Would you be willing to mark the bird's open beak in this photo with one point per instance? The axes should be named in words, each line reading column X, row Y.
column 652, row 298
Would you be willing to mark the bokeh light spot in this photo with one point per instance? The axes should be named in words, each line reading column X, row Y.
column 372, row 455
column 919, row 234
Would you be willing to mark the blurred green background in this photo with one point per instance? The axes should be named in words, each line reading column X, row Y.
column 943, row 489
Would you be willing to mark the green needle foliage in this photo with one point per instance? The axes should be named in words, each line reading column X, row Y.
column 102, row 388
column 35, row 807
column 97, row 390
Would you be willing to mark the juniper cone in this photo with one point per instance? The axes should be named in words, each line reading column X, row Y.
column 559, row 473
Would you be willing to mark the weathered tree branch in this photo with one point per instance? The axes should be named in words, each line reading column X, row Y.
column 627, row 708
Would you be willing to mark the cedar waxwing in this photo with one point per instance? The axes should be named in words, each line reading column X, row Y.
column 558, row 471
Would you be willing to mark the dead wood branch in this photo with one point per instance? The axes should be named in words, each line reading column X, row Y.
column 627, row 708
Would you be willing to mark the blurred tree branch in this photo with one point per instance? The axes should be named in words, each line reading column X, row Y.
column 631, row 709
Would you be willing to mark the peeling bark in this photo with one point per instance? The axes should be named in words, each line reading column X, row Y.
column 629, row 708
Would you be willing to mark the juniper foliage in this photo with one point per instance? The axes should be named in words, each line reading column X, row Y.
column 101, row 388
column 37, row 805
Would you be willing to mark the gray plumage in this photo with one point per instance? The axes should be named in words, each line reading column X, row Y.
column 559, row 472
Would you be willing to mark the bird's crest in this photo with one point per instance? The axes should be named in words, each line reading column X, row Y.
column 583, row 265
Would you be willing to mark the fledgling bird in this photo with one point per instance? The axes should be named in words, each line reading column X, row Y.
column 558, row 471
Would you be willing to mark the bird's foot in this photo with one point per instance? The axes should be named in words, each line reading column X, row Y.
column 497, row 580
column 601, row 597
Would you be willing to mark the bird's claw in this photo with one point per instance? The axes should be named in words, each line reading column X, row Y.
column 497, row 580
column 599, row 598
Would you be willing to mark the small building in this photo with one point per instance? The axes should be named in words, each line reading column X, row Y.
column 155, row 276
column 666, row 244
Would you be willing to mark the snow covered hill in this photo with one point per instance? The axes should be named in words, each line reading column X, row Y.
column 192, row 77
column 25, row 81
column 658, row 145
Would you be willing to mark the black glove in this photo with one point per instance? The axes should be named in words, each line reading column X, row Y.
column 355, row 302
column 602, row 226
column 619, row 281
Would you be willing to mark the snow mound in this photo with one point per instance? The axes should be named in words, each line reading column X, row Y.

******************************

## WHAT YOU SHOULD DO
Copy the data word for word.

## RESULT FOR THIS EXERCISE
Would you be willing to mark the bird's open beak in this photo with one point per instance? The axes should be named in words, each line reading column X, row Y.
column 652, row 298
Would you be willing to mark the bokeh light spot in this photo with one point per instance? The axes should be named in words, each line reading column X, row Y.
column 372, row 455
column 919, row 234
Would you be willing to mark the blurred green background in this photo with one point per instance? The axes should be named in words, each line reading column X, row Y.
column 943, row 489
Would you be willing to mark the green needle foliage in this photo with one point per instance? The axes should be named in words, each line reading column X, row Y.
column 102, row 388
column 35, row 807
column 97, row 390
Would you be willing to mark the juniper cone in this photo with one point per instance? The axes should be named in words, each line reading column X, row Y.
column 559, row 473
Would you be willing to mark the weathered tree branch in this photo with one point per instance? The axes should be named in words, each line reading column X, row Y.
column 627, row 708
Would you be willing to mark the cedar waxwing in this photo with one point per instance? The axes should be named in words, each line reading column X, row Y.
column 558, row 471
Would you be willing to mark the dead wood branch in this photo with one point per instance? The axes should be named in words, each line reading column X, row Y.
column 627, row 708
Would you be willing to mark the blurred tree branch in this photo with one point per instance? The axes should be named in words, each line reading column X, row Y.
column 631, row 709
Would you be willing to mark the peeling bark in this photo with one point per instance? The axes should be named in words, each line reading column X, row Y.
column 629, row 708
Would you be willing to mark the juniper foliage in this photo with one point per instance? The axes should be named in words, each line reading column X, row Y.
column 101, row 388
column 37, row 805
Would you be willing to mark the gray plumage in this photo with one point per instance? The axes should be named in words, each line reading column X, row Y.
column 559, row 472
Would you be willing to mark the bird's crest in this photo with one point per instance? The axes should be named in words, each line reading column X, row Y.
column 583, row 265
Would you be willing to mark the fledgling bird in this photo with one point per instance? The axes should be named in words, each line reading column X, row Y.
column 558, row 471
Would you be willing to mark the bird's foot in this photo with one point per instance? The axes should be named in words, each line reading column X, row Y.
column 497, row 580
column 601, row 597
Would you be willing to mark the bird's claw in this photo with one point per instance? The axes should be named in words, each line reading column X, row Y.
column 497, row 580
column 599, row 598
Would you be willing to mark the small building in this photo with one point per instance? The axes should be named in words, each line reading column X, row Y.
column 155, row 276
column 666, row 244
Would you be willing to mark the snow covered hill in this photo with one point per instance? The axes should be named in words, each line reading column X, row Y.
column 192, row 77
column 25, row 81
column 658, row 145
Would you be willing to mark the black glove in this photo with one point per instance? The axes should be named in words, each line reading column X, row Y.
column 355, row 302
column 602, row 226
column 619, row 281
Would you be willing to mark the snow mound in this photo with one point per instance? The axes should be named in words, each line reading column X, row Y.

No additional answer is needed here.